===== PASSAGE TO READ =====
RPG Creations and Musings.

Posts tagged ‘Age of Arthur’

What have I been doing?

 

Gosh, it’s been ages since I posted a new blog entry. I hadn’t meant to let it go so long. So if I haven’t been writing here, what have I been doing? Well, here’s a quick run-down, at least as far as it relates to RPGs.

Seven Hills

I teamed up with my faithful comrade in arms Graham Spearing to organise a new RPG convention, Seven Hills. It was my first time organising such a thing. Seven Hills 2014 was a fairly small affair with about 40 people attending. The atmosphere was wonderful, and thoroughly relaxed. It was focused with a science fiction theme. I played in three games (a Savage Worlds space opera, a game in the new River of Heaven setting, and a game of Eclipse Phase) and ran two (a game of Wordplay in my own Starfall setting, and a game in the Transhuman Space setting, but powered by Fate Core), and thoroughly enjoyed them all.

It was two months ago now, so it’s probably a bit too late for post convention analysis, but I’m looking forward to us organising 2015, which has the theme of Steel.
===== RECORDS SUPPLIED =====
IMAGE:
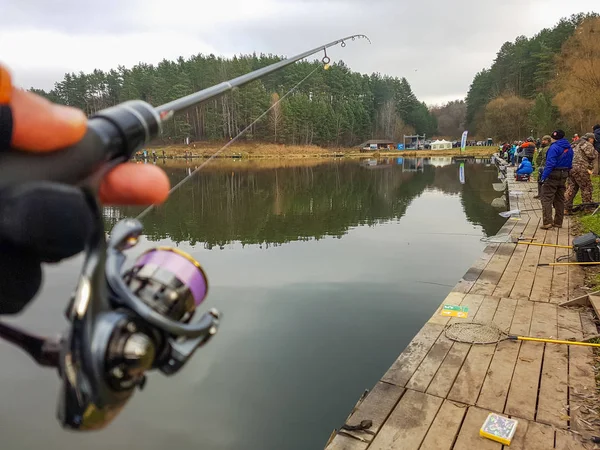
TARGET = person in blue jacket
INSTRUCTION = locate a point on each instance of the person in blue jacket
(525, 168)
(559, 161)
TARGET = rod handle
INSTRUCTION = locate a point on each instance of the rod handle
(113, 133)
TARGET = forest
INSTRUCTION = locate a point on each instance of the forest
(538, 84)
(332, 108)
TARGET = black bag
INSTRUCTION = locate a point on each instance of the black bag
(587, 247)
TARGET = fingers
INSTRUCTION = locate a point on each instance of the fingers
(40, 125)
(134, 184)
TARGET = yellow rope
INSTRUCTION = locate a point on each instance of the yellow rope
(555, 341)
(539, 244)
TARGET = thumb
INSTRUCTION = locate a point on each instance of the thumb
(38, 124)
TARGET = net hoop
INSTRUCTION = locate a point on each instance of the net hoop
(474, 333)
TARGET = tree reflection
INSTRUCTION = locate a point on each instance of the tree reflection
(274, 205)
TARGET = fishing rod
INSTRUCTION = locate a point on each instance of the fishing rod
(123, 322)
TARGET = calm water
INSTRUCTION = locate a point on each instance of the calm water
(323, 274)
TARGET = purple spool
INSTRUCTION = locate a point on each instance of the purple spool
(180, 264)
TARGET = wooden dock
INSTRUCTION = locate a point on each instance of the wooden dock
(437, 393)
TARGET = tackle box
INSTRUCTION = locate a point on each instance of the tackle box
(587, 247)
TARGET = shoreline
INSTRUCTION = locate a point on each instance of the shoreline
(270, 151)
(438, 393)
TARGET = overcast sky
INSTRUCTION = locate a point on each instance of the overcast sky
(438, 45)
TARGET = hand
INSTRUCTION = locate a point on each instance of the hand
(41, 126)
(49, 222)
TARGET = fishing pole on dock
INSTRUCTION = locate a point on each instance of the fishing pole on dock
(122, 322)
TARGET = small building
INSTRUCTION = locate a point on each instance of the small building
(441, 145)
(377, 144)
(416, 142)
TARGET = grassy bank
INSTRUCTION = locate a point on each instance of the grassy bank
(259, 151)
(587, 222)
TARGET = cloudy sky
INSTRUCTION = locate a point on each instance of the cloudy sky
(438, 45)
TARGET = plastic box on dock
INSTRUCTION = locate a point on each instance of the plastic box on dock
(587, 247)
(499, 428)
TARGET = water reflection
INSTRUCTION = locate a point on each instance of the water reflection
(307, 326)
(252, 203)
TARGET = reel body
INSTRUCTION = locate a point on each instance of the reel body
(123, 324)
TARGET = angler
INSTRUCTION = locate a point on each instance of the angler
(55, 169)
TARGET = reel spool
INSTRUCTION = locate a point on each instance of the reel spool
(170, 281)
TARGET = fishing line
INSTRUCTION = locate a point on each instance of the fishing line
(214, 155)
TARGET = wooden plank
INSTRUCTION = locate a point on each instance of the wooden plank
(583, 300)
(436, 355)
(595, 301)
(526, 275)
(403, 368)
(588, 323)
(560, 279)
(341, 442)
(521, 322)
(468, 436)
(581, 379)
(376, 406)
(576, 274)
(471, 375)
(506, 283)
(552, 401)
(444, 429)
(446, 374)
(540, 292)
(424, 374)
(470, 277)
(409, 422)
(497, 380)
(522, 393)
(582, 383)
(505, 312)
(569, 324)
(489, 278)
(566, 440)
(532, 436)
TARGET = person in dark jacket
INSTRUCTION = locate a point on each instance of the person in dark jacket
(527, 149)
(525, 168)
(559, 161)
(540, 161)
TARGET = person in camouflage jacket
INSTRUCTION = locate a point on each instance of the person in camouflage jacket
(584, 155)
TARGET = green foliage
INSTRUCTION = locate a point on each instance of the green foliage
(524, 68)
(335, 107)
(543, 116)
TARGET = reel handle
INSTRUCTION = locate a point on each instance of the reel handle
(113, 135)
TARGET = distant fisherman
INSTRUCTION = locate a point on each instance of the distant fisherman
=====
▶ [SET TASK]
Answer these questions about the blog post on RPG activities above:
1. Who did the writer team up with to organize Seven Hills?
2. About how many people attended Seven Hills 2014?
3. What theme does the 2015 convention have?

▶ [WRITTEN RESPONSE]
1. Graham Spearing
2. About 40 people
3. Steel